#### TO DO
In the article on the Kavanaugh confirmation hearings below, recast the paragraph beginning "This past week's confirmation hearings" as a short bulleted list that keeps its main facts.

#### DOCUMENT SECTION
################

Recall the folksiness of Justice Neil Gorsuch, the sly wit of Chief Justice John G. Roberts Jr. and Justice Elena Kagan, or the inspiring up-from-the-projects life story of Justice Sonia Sotomayor.
WASHINGTON — All Supreme Court confirmation hearings are, in a way, empty exercises, but most have a redeeming feature or two. For a few moments, at least, the nominee can come into focus.
Recall the folksiness of Justice Neil Gorsuch, the sly wit of Chief Justice John G. Roberts Jr. and Justice Elena Kagan, or the inspiring up-from-the-projects life story of Justice Sonia Sotomayor.
This past week’s confirmation hearings for Judge Brett Kavanaugh, President Donald Trump’s Supreme Court nominee, lacked those clarifying glimpses. Kavanaugh’s demeanor was bland and unruffled, and he navigated two marathon days of questioning without revealing anything not already on his long résumé, one reflecting a slashing partisan background and a deeply conservative judicial record.

################

#### RECORD LIST

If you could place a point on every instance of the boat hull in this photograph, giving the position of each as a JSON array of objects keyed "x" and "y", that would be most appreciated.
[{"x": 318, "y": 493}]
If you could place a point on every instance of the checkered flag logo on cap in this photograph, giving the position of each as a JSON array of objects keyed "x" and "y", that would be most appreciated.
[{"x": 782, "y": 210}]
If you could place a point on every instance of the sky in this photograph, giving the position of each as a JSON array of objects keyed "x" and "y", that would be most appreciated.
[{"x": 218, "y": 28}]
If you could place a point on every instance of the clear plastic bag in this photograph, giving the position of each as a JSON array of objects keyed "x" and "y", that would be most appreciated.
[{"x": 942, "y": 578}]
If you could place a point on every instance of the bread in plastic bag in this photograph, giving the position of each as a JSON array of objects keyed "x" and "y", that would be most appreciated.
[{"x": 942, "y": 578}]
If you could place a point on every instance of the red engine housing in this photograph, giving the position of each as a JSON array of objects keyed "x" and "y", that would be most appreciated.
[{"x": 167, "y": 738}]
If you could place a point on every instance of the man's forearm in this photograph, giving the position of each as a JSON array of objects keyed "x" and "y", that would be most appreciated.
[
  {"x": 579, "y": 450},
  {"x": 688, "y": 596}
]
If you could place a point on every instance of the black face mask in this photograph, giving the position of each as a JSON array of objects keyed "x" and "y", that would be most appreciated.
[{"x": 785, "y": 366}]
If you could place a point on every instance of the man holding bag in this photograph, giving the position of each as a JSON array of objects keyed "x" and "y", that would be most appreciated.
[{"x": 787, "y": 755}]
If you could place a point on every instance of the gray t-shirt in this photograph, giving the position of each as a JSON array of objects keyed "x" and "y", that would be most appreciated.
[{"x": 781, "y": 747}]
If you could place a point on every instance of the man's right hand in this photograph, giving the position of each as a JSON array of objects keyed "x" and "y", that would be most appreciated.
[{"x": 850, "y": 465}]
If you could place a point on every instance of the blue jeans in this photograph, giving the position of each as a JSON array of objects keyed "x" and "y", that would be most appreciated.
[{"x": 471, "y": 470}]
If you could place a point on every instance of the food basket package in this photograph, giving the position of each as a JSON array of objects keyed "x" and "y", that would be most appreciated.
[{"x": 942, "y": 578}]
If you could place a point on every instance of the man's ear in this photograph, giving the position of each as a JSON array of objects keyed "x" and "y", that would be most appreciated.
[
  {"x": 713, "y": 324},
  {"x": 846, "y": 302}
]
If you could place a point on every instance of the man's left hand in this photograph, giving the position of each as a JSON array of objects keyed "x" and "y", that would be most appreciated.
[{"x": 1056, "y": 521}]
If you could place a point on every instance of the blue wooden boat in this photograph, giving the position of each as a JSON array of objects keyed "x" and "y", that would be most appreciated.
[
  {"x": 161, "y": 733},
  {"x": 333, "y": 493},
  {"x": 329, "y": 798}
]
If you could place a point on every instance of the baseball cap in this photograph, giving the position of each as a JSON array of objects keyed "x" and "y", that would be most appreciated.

################

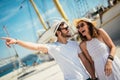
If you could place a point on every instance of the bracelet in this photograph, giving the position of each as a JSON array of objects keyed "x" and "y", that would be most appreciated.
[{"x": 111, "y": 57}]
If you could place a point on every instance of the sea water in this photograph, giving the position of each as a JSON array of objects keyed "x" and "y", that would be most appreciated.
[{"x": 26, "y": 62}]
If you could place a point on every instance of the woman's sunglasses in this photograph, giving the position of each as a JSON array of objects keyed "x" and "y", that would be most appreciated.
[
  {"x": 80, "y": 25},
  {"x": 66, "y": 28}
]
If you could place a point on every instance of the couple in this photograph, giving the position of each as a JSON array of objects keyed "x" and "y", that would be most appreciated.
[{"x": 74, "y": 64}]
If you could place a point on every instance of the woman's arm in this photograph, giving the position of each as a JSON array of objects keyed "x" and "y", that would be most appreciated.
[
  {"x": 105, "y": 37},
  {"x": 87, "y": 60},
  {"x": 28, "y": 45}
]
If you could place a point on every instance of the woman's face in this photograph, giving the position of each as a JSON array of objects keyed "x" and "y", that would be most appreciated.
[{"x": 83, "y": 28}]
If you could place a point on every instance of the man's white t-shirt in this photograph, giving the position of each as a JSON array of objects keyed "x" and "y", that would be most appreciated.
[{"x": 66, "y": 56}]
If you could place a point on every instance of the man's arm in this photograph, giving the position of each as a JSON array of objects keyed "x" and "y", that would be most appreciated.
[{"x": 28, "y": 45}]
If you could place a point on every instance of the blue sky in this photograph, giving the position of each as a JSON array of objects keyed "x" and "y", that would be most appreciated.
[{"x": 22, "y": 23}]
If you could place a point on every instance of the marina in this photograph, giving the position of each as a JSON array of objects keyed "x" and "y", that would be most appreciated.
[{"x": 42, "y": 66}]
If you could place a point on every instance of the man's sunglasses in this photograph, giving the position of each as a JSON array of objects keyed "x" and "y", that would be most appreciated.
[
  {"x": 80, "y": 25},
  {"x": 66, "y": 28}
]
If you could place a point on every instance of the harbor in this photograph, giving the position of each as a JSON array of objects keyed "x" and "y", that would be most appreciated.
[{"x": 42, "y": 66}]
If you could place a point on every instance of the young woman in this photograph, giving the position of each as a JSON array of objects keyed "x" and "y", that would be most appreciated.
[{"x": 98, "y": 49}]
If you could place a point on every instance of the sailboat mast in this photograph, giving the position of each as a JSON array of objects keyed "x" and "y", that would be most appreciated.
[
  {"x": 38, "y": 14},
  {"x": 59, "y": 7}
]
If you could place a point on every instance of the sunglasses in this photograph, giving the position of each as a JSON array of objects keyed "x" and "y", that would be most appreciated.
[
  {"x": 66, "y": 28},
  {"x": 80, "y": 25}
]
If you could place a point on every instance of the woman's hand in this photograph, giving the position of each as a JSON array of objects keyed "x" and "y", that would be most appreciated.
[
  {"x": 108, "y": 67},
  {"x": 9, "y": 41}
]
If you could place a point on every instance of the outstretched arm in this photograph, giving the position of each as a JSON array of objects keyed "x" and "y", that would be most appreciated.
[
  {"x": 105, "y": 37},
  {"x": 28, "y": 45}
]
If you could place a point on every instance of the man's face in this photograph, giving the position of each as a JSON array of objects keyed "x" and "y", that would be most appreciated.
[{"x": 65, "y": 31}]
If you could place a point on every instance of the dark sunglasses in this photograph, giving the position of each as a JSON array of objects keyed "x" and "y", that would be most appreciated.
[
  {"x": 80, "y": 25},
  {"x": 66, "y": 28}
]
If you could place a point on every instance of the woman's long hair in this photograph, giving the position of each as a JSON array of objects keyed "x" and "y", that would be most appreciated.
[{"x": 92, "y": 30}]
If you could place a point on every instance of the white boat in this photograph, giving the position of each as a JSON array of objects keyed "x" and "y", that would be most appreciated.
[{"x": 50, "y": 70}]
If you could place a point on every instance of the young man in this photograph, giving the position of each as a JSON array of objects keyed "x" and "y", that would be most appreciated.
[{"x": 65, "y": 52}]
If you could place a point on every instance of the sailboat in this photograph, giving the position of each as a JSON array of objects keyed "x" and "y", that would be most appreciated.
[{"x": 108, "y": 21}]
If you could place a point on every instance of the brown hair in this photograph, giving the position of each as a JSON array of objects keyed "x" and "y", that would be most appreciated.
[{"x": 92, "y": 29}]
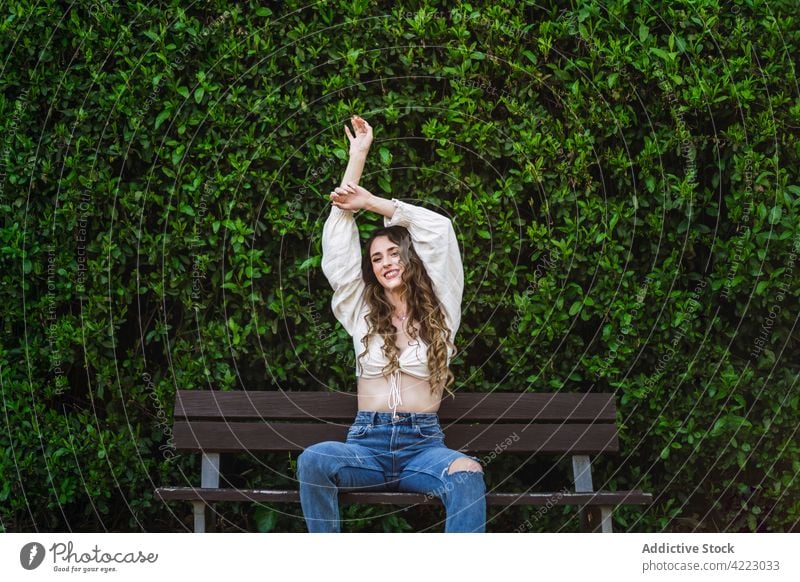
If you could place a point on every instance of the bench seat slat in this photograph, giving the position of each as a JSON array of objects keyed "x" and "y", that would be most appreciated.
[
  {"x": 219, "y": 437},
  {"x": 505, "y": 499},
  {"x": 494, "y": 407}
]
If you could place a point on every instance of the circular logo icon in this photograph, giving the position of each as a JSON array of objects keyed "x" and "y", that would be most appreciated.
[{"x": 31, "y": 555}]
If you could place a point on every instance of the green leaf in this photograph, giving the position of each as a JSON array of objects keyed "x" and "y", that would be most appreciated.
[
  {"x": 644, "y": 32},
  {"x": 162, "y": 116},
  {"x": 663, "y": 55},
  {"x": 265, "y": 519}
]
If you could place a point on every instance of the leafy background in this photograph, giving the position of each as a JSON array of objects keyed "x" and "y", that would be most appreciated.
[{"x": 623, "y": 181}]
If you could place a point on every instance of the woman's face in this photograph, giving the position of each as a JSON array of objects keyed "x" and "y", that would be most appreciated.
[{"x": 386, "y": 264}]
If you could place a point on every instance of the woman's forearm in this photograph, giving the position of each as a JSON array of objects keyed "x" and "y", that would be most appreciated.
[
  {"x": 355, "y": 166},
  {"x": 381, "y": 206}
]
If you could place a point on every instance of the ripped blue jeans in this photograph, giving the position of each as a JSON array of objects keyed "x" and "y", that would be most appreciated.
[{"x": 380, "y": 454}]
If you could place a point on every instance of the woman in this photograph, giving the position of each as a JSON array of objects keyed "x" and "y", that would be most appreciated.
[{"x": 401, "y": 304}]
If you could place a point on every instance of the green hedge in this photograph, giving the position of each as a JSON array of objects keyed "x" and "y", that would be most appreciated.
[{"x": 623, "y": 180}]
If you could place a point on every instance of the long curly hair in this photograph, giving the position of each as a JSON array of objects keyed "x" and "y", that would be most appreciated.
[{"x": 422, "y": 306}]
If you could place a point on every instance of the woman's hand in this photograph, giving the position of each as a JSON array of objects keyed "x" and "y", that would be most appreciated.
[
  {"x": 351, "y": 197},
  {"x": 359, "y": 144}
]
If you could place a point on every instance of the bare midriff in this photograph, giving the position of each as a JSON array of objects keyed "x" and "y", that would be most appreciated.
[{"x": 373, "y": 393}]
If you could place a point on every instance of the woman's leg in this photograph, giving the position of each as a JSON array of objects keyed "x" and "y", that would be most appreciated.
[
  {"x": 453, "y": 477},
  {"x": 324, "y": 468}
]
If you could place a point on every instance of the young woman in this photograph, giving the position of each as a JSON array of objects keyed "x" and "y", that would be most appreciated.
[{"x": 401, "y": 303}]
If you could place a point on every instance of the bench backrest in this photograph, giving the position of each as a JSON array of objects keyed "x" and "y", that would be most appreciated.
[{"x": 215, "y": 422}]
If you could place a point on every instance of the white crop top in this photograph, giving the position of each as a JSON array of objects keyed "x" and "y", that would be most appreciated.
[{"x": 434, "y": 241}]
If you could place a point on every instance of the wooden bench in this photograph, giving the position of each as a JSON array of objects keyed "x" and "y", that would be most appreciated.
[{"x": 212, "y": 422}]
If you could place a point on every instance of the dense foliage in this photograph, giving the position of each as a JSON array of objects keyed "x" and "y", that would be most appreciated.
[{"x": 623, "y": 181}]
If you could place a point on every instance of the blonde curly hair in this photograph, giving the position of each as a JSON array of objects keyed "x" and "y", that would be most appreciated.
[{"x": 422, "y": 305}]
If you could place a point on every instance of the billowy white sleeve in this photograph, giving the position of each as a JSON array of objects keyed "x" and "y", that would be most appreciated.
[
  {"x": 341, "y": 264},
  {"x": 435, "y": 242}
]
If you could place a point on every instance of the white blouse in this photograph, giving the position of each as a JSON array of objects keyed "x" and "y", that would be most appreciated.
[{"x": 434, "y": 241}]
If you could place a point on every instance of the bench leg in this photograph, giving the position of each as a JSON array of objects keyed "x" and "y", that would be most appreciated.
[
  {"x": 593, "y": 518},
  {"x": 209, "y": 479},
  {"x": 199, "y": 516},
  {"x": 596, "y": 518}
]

################

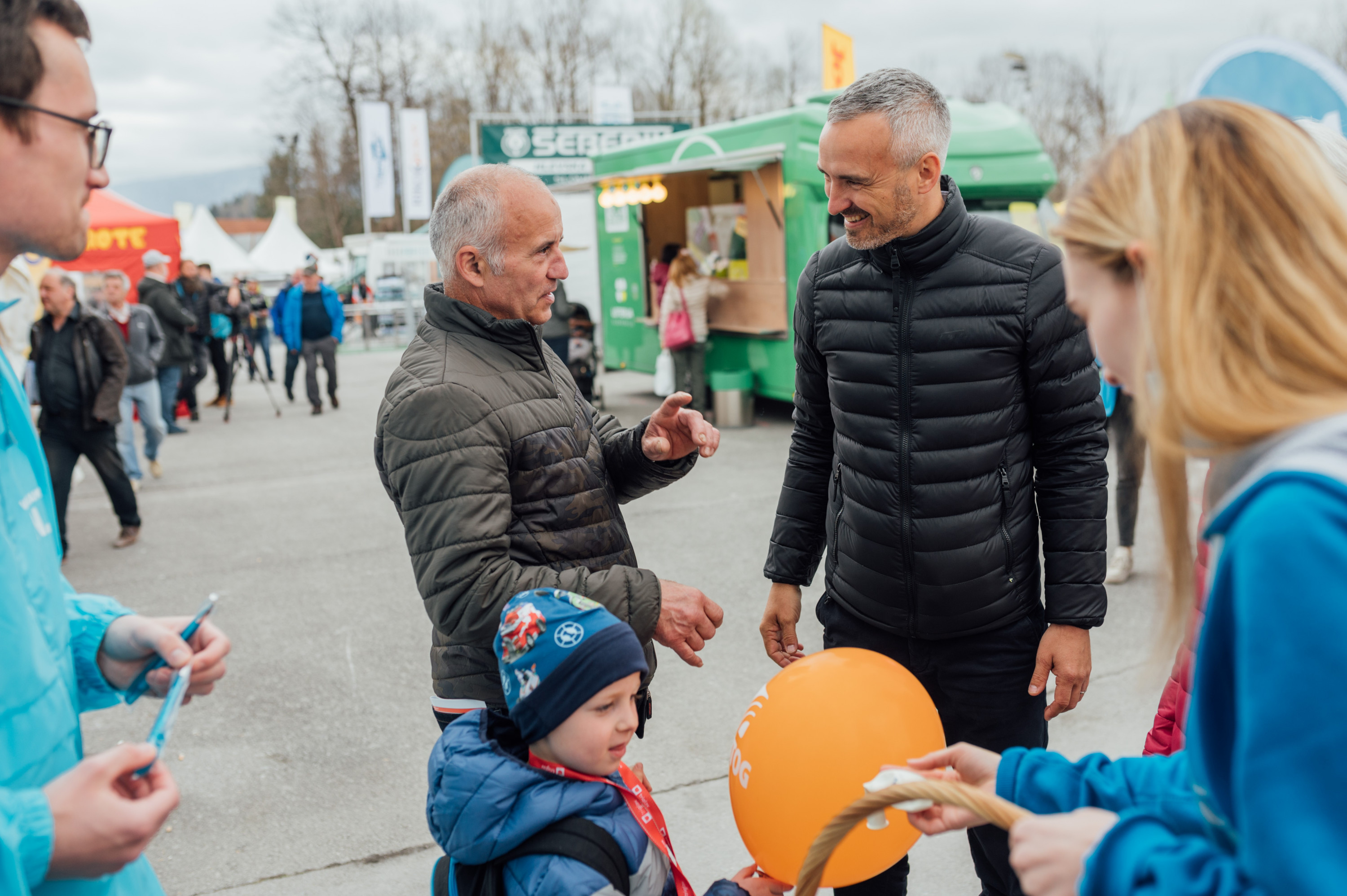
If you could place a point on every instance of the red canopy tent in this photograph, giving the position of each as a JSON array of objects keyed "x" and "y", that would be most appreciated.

################

#### FINISHED TASK
- The past week's hearings for Judge Brett Kavanaugh, President Donald Trump's Supreme Court nominee, offered no clarifying glimpses of him.
- His demeanor was bland and unruffled.
- Over two marathon days of questioning, he revealed nothing beyond his long résumé.
- That résumé reflects a slashing partisan background and a deeply conservative judicial record.